ABOUT THIS TASK ->
The answer must consist of the entries, copied exactly and in full.

——

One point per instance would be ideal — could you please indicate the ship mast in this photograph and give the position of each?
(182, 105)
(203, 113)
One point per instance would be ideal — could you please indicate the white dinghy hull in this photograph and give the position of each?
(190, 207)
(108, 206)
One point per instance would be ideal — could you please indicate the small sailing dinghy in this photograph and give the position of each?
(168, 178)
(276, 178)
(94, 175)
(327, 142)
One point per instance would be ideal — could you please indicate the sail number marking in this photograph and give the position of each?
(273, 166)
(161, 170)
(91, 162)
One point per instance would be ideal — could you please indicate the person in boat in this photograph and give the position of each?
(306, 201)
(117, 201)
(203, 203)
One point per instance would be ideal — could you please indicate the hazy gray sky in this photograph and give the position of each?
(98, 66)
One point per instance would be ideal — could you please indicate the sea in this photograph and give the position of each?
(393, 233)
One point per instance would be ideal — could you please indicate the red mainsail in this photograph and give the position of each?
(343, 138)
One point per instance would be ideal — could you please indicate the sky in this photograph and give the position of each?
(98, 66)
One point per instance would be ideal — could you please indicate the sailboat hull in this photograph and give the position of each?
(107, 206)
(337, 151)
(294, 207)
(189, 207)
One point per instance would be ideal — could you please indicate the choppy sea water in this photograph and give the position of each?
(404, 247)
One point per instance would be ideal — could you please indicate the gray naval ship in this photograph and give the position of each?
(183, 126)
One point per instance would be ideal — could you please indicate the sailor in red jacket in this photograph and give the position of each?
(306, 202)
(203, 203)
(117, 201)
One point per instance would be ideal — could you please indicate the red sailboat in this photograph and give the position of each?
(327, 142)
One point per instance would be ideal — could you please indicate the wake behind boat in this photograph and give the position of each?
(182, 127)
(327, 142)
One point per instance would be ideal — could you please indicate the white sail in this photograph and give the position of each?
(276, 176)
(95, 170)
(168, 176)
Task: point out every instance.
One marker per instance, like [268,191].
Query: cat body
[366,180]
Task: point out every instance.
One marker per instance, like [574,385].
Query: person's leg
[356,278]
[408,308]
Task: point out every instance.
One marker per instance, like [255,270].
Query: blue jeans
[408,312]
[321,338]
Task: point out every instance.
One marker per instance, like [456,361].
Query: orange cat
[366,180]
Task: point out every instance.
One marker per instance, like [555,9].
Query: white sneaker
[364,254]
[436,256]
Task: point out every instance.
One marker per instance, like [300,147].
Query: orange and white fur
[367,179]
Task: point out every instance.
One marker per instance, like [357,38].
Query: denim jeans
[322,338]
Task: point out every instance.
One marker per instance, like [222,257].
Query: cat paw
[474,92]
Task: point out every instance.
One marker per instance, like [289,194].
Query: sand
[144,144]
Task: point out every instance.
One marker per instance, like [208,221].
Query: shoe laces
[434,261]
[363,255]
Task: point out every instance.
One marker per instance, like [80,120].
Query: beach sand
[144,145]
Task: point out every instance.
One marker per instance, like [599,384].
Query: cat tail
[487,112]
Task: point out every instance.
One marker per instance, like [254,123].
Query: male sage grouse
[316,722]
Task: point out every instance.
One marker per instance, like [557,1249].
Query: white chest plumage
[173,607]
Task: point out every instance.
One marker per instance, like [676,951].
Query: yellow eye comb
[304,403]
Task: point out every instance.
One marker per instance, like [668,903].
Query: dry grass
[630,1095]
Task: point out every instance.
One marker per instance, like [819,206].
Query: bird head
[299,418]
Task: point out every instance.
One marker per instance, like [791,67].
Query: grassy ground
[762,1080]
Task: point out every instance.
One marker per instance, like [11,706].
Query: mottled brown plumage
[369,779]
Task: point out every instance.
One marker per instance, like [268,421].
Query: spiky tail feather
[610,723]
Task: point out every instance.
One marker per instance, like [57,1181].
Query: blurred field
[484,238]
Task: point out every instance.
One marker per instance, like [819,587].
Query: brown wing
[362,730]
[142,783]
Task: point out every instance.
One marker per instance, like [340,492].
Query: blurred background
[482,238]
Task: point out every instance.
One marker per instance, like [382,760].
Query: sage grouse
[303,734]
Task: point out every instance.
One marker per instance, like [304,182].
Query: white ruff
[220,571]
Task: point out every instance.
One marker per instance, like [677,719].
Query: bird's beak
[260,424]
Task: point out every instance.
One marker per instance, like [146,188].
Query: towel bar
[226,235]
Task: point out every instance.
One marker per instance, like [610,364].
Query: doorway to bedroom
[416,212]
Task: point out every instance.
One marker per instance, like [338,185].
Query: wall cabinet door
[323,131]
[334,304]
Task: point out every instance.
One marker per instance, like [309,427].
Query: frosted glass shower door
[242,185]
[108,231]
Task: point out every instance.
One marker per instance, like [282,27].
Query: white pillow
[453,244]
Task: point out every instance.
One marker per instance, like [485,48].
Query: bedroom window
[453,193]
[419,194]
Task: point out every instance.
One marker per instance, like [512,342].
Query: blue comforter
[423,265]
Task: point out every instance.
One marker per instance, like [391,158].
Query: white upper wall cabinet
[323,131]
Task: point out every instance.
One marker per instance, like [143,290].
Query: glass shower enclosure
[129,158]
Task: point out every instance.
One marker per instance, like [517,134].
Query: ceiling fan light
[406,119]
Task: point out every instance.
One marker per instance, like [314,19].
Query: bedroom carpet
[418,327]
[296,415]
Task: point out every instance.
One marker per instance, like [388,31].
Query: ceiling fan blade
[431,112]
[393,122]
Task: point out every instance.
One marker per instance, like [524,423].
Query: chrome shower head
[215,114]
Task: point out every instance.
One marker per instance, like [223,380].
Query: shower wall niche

——

SOLUTION TO THE PROBLEM ->
One point per instance would be ideal — could you please indicate the ship mast in this photograph and give the position of each?
(182, 105)
(203, 113)
One point per instance would be ideal — could you please indicate the white dinghy hull in this photograph and give the position of each?
(190, 207)
(108, 206)
One point per instance would be ideal — could you please indicate the small sailing dinghy in this photograph and give the position of each?
(168, 178)
(276, 178)
(94, 175)
(327, 142)
One point per instance would be ideal — could you please indicate the sail number marking in this photograph and give the position of each?
(273, 166)
(161, 170)
(91, 162)
One point per instance would be ideal — could you please indicate the person in boat in this photograph and give the position of each?
(306, 201)
(117, 201)
(203, 203)
One point per instance would be ideal — could you please indicate the hazy gray sky in this photograph and give the position of each?
(98, 66)
One point per instance would be ideal — could you please indicate the sea in this photograph and give the position of each?
(393, 233)
One point per instance would be ideal — could you please indicate the red mainsail in this photograph and give the position of each?
(343, 138)
One point per instance would be ideal — could you please indicate the sky in this photograph and give the position of each?
(98, 66)
One point per instance would be ideal — could you please indicate the sailboat hull in this photograph and give the position of each?
(107, 206)
(337, 151)
(294, 207)
(189, 207)
One point per instance would be ideal — could you please indicate the choppy sea water in this photograph and give the position of each?
(404, 247)
One point per instance would be ideal — could you please indicate the gray naval ship in this photograph and give the position of each?
(183, 126)
One point per instance would be ideal — could you please indicate the sailor in red jacket in this photograph and give the position of each?
(306, 202)
(203, 203)
(117, 201)
One point per instance would be ideal — could you please indicate the red sailboat in this photograph and give the position of each?
(327, 142)
One point per instance would be ideal — could you please indicate the wake behind boat in this photograph and give the position of each?
(182, 127)
(327, 142)
One point per instance would be ideal — could you please indicate the white sail in this photograph and give the position of each?
(276, 176)
(95, 170)
(168, 176)
Task: point out every instance.
One marker per instance, like [268,191].
Query: cat body
[366,180]
Task: point out every instance.
One marker per instance, like [574,385].
Query: person's leg
[356,278]
[408,308]
Task: point out every instance.
One marker per instance, like [255,270].
Query: blue jeans
[408,312]
[321,338]
Task: point out every instance.
One marker per instance, like [456,361].
Query: orange cat
[366,180]
Task: point out every instance.
One marker per instance, like [555,9].
Query: white sneaker
[364,254]
[436,256]
Task: point out every instance.
One marker per instance, like [300,147].
Query: orange and white fur
[367,179]
Task: point out every instance.
One marker per instance, like [357,38].
Query: denim jeans
[322,338]
Task: point out every instance.
One marker per instance, like [222,257].
Query: cat paw
[474,92]
Task: point out every instance.
One marker per instance, like [289,194].
Query: sand
[144,144]
Task: point out every instance.
One marker per instance, like [208,221].
Query: shoe laces
[434,261]
[363,255]
Task: point out every instance.
One marker per instance, like [80,120].
Query: beach sand
[144,145]
Task: point out every instance.
One marker per instance, like [599,384].
Query: cat tail
[487,112]
Task: point out every instance.
One marker per instance, like [254,123].
Query: male sage grouse
[316,722]
Task: point out every instance.
One marker per instance, like [557,1249].
Query: white chest plumage
[173,607]
Task: point out every instance.
One marker per instance, like [676,951].
Query: yellow eye comb
[304,403]
Task: point out every instance.
One marker per instance, like [668,903].
Query: dry grass
[630,1095]
Task: point out every instance.
One marker per instance, like [819,206].
Query: bird head
[299,418]
Task: point out every instance.
One marker per instance, like [791,67].
Query: grassy ground
[762,1080]
Task: point out every instance.
One marker per instance, like [11,706].
Query: mottled brown plumage
[369,779]
Task: point out every instance.
One marker per instance, like [268,421].
Query: spiky tail feather
[610,723]
Task: point out every instance.
One marker per instance, like [57,1181].
Query: blurred field
[484,238]
Task: point out every instance.
One marker per instance, like [819,587].
Query: brown wing
[362,730]
[142,783]
Task: point out every instance.
One marker per instance, like [340,492].
Query: blurred background
[482,238]
Task: point out every instance.
One marker per instance, like [382,760].
Query: sage grouse
[303,734]
Task: point out every instance.
One marker per instance, like [304,182].
Query: white ruff
[220,571]
Task: point out every instance.
One marker per instance, like [677,719].
Query: bird's beak
[260,424]
Task: point out every instance.
One marker per instance, like [146,188].
Query: towel bar
[226,235]
Task: point out every instance.
One marker per instance, like [610,364].
Query: doorway to bedroom
[416,212]
Task: point out every instance.
One marker per instance, like [338,185].
Query: wall cabinet door
[323,131]
[334,304]
Task: point out every instance.
One marker per instance, like [309,427].
Query: frosted glass shower door
[242,185]
[108,231]
Task: point out every instance.
One marker per instance, like [282,27].
Query: white pillow
[453,244]
Task: point out every instance.
One marker per instance, like [485,48].
Query: bedroom window
[453,193]
[419,194]
Task: point out every instance.
One marker per instance, like [512,342].
Query: blue comforter
[423,265]
Task: point out every instance.
One marker per instance, like [391,158].
Query: white upper wall cabinet
[323,131]
Task: point out every instance.
One marker per instance, like [143,290].
Query: glass shower enclosure
[129,158]
Task: point out every instance.
One marker per instance, like [517,134].
Query: ceiling fan light
[406,119]
Task: point out every instance.
One marker per instance, like [314,19].
Query: bedroom carpet
[418,327]
[296,415]
Task: point out every instance.
One marker per instance, like [388,31].
Query: ceiling fan blade
[431,112]
[393,122]
Task: point out every instance.
One marker per instance, like [524,423].
Query: chrome shower head
[215,114]
Task: point out every instance.
One marker per instance, like [223,380].
Query: shower wall niche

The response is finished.